**Your goal**: Extract the line that contains "Where can you spot the tree" and every line after it to the end of the records below, exactly as written and nothing else.

** Start of Listed records **

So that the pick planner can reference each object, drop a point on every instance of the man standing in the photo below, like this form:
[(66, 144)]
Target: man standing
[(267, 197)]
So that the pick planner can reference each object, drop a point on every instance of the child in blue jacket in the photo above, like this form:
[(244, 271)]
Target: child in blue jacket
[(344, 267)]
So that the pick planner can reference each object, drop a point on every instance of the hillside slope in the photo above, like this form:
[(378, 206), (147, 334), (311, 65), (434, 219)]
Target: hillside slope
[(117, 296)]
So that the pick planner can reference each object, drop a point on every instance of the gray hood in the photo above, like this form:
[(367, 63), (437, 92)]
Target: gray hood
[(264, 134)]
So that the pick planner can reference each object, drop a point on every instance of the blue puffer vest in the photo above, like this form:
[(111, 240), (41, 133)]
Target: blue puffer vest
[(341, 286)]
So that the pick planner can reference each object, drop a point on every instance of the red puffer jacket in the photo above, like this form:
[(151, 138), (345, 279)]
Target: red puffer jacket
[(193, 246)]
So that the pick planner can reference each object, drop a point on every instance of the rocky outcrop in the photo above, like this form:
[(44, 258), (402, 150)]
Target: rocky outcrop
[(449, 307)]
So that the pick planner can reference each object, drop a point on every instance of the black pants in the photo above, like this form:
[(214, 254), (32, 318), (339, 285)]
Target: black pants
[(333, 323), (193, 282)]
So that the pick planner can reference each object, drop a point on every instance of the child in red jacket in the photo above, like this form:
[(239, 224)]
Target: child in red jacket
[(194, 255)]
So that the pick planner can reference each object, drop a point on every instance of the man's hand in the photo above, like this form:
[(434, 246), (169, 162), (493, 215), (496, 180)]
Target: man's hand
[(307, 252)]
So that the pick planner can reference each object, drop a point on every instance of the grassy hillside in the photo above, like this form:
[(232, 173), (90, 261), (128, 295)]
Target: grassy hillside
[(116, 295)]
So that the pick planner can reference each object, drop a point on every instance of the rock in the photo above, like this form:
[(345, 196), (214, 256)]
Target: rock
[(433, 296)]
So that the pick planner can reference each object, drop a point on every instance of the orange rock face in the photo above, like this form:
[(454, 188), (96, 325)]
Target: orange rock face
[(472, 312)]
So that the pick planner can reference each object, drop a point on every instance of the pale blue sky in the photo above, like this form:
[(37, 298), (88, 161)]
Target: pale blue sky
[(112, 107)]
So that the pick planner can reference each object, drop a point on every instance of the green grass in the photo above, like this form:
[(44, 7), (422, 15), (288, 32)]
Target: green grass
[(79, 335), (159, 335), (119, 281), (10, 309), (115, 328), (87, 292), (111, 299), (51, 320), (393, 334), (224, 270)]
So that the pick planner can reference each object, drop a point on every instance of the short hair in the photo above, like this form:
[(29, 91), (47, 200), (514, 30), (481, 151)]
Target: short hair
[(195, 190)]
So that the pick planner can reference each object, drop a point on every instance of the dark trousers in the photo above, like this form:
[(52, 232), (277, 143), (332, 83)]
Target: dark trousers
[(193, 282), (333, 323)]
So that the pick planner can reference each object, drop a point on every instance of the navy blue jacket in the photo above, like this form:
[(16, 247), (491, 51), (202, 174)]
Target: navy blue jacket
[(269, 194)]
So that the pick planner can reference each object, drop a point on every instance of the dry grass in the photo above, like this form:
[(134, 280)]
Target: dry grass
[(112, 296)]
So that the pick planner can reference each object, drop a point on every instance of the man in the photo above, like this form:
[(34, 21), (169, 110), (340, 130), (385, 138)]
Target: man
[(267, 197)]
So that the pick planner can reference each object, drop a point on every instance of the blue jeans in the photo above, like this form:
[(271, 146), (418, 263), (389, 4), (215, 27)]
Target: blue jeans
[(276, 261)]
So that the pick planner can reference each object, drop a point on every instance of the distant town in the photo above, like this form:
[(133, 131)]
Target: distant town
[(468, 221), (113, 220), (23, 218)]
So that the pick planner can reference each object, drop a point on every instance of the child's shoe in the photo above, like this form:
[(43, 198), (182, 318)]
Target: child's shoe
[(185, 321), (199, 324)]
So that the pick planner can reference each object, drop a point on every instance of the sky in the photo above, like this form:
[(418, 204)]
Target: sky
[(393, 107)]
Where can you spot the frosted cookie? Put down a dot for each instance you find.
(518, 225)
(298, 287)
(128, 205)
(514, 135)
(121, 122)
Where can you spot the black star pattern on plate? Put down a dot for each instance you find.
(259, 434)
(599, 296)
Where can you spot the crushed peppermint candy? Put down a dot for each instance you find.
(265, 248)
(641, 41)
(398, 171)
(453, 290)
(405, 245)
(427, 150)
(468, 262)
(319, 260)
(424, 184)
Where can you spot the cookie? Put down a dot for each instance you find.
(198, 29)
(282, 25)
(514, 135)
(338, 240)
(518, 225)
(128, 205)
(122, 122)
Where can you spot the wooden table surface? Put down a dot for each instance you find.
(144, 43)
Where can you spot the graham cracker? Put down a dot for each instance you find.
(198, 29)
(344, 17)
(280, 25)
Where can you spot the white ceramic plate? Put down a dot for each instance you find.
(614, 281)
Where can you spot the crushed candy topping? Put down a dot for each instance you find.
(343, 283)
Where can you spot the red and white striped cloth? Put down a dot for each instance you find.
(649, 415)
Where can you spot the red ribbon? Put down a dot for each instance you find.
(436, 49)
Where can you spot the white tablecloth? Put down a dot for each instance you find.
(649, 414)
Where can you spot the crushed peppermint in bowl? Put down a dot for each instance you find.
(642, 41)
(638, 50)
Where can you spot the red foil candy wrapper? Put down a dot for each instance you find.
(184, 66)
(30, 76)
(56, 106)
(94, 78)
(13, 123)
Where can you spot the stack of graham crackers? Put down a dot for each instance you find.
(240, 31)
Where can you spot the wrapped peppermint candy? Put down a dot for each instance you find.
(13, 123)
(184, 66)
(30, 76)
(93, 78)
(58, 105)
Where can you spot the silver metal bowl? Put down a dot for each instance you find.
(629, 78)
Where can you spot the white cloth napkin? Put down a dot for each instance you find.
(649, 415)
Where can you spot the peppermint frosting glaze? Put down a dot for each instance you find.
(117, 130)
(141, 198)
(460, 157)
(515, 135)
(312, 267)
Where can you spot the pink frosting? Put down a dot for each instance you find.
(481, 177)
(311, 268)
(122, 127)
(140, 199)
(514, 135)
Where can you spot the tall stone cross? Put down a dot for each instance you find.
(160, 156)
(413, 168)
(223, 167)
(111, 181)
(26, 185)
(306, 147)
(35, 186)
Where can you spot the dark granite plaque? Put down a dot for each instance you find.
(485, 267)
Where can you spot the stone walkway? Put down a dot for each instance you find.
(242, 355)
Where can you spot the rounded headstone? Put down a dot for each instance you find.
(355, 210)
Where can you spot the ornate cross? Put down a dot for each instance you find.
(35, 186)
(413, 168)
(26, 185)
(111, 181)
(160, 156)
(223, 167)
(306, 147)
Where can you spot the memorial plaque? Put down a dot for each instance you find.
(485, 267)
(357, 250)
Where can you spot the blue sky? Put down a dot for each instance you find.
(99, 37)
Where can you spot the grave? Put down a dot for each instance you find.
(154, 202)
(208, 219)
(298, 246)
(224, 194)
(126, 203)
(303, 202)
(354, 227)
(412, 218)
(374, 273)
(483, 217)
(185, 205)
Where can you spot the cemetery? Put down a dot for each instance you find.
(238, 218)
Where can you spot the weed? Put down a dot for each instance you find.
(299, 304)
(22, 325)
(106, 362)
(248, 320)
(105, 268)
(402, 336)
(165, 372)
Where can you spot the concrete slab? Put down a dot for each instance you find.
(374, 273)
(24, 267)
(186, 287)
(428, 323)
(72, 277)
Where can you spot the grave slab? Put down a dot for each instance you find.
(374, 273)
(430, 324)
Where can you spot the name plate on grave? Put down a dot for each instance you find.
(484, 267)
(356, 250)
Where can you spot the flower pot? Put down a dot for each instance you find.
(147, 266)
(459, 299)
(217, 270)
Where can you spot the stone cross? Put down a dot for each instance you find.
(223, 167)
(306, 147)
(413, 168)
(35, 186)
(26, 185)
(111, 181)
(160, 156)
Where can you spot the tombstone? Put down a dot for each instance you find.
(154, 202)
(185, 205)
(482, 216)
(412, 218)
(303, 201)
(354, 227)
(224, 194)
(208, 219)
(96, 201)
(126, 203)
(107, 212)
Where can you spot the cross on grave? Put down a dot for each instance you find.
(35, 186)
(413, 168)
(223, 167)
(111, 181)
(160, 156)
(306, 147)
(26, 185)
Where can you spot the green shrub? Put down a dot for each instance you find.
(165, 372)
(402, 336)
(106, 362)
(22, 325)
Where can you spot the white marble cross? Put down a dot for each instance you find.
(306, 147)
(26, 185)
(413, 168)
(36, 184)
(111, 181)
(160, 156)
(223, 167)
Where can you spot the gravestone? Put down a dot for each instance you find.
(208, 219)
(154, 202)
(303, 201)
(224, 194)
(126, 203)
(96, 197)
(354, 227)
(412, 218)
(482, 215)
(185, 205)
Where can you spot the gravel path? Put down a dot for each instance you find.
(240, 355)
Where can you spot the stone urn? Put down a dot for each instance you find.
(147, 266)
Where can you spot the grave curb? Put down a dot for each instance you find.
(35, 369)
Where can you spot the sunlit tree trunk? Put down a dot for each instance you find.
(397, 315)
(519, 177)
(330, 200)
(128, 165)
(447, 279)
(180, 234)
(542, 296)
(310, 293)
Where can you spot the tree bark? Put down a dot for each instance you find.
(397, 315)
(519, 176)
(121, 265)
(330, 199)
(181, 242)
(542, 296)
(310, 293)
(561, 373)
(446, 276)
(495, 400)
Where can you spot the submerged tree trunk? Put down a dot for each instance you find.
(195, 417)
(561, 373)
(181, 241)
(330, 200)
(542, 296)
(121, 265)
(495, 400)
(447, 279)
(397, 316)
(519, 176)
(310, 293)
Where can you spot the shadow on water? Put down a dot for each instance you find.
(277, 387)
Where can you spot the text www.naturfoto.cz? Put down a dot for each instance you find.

** End of Listed records **

**Solution to the exercise**:
Where can you spot the tree bark? Put down a dot for each instance you find.
(397, 315)
(519, 176)
(121, 265)
(330, 199)
(181, 242)
(542, 296)
(310, 293)
(561, 373)
(446, 276)
(495, 400)
Where can you spot the submerged tree trunk? Put down a dot for each instance you find.
(195, 417)
(561, 373)
(181, 241)
(330, 200)
(542, 296)
(121, 265)
(495, 400)
(447, 279)
(397, 316)
(519, 176)
(310, 293)
Where can you spot the shadow on water? Put down a dot for each instance you find.
(277, 387)
Where can you spot the text www.naturfoto.cz? Put down a dot for each instance you find.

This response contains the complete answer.